■ ACTIVITY: Copy nothing from the entries below except the lines from the one containing "Mark one point on every instance of the flower" through the one containing "Mark one point on every instance of the butterfly wing", and copy those exactly.

Region pointing data

Start of Block

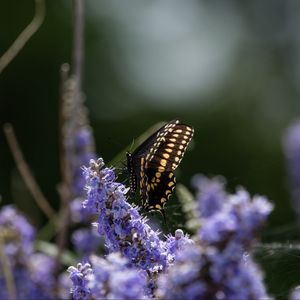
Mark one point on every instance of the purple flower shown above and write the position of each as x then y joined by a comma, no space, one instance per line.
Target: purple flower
291,147
109,278
120,223
178,242
86,241
17,234
32,274
210,194
219,265
237,220
80,279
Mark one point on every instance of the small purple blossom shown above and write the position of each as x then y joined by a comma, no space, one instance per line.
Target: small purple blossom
17,234
219,265
178,242
210,194
120,223
79,278
291,147
109,278
32,273
86,240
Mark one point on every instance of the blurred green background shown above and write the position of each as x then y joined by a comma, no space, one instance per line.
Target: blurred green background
231,69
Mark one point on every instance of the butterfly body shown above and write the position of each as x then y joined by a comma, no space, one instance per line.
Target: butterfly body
151,166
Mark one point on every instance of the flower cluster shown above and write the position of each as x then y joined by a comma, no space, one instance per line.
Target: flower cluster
120,223
109,278
24,273
219,264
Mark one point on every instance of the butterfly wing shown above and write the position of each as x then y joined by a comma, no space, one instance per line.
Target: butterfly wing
157,178
137,159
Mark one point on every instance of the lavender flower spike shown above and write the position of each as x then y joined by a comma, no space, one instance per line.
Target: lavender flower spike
219,265
120,223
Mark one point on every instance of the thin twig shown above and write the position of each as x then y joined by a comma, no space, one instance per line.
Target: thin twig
25,172
7,272
24,36
78,43
65,188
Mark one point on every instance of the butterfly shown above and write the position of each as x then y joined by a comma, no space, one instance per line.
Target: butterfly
151,165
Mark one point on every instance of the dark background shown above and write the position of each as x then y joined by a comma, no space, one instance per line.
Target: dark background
229,69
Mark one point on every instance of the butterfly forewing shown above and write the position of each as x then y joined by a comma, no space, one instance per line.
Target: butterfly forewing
152,164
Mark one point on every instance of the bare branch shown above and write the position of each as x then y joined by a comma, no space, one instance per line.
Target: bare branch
25,172
24,36
78,41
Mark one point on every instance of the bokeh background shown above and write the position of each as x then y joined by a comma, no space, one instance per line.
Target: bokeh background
231,69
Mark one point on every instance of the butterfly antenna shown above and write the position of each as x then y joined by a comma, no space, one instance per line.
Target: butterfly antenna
164,217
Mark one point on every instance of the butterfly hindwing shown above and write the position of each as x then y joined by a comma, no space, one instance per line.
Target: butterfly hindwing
157,190
151,166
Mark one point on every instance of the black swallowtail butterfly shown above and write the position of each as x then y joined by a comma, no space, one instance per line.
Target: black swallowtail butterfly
151,166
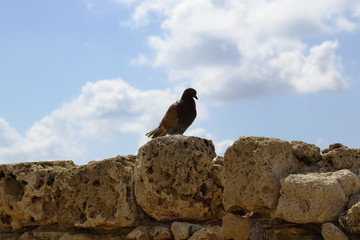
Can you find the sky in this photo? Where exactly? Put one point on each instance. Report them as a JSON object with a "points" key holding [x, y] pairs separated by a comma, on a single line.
{"points": [[84, 80]]}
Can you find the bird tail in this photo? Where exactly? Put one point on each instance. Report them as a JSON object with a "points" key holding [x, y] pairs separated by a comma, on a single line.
{"points": [[157, 132]]}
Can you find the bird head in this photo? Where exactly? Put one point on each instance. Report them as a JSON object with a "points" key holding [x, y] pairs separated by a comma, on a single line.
{"points": [[189, 93]]}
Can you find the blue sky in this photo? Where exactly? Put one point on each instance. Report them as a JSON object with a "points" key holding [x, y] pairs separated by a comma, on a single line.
{"points": [[86, 79]]}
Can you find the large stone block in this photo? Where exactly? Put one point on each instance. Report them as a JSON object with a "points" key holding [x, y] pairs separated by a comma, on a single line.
{"points": [[97, 195], [330, 232], [26, 193], [253, 169], [342, 157], [236, 227], [315, 197], [351, 219], [173, 179]]}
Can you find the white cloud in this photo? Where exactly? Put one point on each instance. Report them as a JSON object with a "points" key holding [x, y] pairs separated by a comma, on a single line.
{"points": [[103, 110], [239, 49], [220, 147]]}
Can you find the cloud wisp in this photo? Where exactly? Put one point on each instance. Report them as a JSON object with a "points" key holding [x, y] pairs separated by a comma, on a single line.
{"points": [[244, 49], [106, 109]]}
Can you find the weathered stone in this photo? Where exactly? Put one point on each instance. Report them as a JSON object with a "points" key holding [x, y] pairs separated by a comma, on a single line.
{"points": [[353, 200], [342, 157], [161, 233], [330, 232], [26, 193], [183, 230], [151, 233], [351, 219], [139, 233], [315, 197], [291, 232], [306, 152], [236, 227], [173, 179], [208, 233], [253, 169], [97, 195]]}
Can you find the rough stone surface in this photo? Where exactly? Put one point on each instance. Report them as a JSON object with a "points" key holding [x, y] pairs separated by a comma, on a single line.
{"points": [[315, 197], [274, 190], [330, 232], [353, 200], [351, 219], [208, 233], [183, 230], [291, 232], [236, 227], [26, 194], [342, 157], [253, 169], [97, 195], [173, 179], [150, 233], [306, 152]]}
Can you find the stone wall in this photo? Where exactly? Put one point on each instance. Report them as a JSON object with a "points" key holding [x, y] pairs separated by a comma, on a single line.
{"points": [[177, 188]]}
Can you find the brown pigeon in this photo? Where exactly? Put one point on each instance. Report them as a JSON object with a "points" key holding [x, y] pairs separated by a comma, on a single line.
{"points": [[178, 117]]}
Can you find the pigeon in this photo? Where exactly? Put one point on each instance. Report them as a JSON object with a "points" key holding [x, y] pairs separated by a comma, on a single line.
{"points": [[178, 117]]}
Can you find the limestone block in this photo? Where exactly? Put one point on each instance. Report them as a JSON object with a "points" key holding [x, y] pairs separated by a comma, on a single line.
{"points": [[330, 232], [97, 195], [315, 197], [236, 227], [150, 233], [26, 193], [208, 233], [183, 230], [306, 152], [139, 233], [173, 179], [343, 157], [351, 219], [291, 232], [253, 169]]}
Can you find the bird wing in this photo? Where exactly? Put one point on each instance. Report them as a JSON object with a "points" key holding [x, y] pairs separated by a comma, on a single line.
{"points": [[171, 117]]}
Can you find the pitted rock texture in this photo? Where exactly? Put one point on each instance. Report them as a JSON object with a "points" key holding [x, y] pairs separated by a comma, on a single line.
{"points": [[26, 194], [173, 179], [331, 232], [342, 157], [351, 219], [97, 195], [274, 190], [236, 227], [306, 152], [253, 169], [315, 197]]}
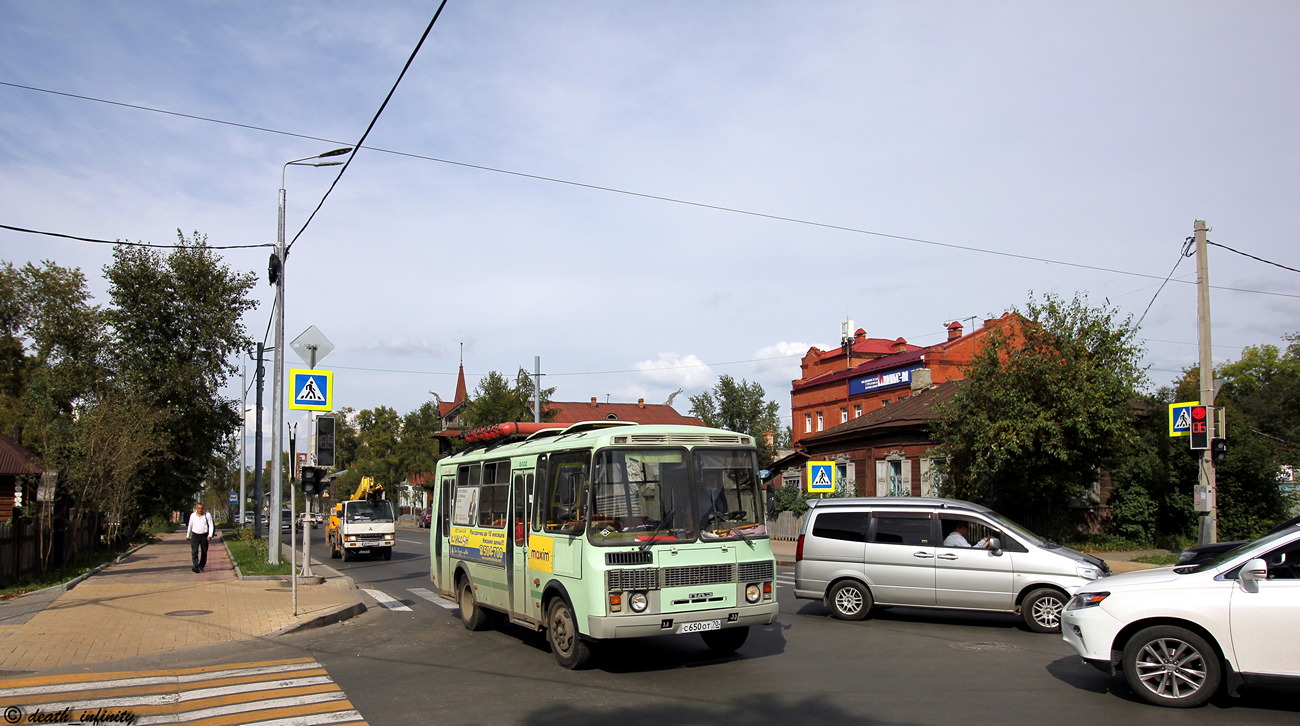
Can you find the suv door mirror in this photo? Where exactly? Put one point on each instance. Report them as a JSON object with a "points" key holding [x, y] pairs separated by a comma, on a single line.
{"points": [[1255, 570]]}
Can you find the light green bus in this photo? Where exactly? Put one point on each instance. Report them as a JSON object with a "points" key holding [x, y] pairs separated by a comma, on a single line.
{"points": [[605, 530]]}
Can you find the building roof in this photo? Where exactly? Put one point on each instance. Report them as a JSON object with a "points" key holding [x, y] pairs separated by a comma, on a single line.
{"points": [[16, 459], [915, 410]]}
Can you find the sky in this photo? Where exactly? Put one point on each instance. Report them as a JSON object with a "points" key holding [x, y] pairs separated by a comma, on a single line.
{"points": [[650, 195]]}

End of Block

■ WRITTEN SOLUTION:
Mark one point on every instance of the flower cluster shown above and write the position of each as x then y joined by a comma, no space, one instance per line.
Target: flower cluster
120,223
109,278
24,273
219,264
Mark one point on every instance of the butterfly wing shown above and write the position of each as x then y joined by a comma, no space, one instance per line.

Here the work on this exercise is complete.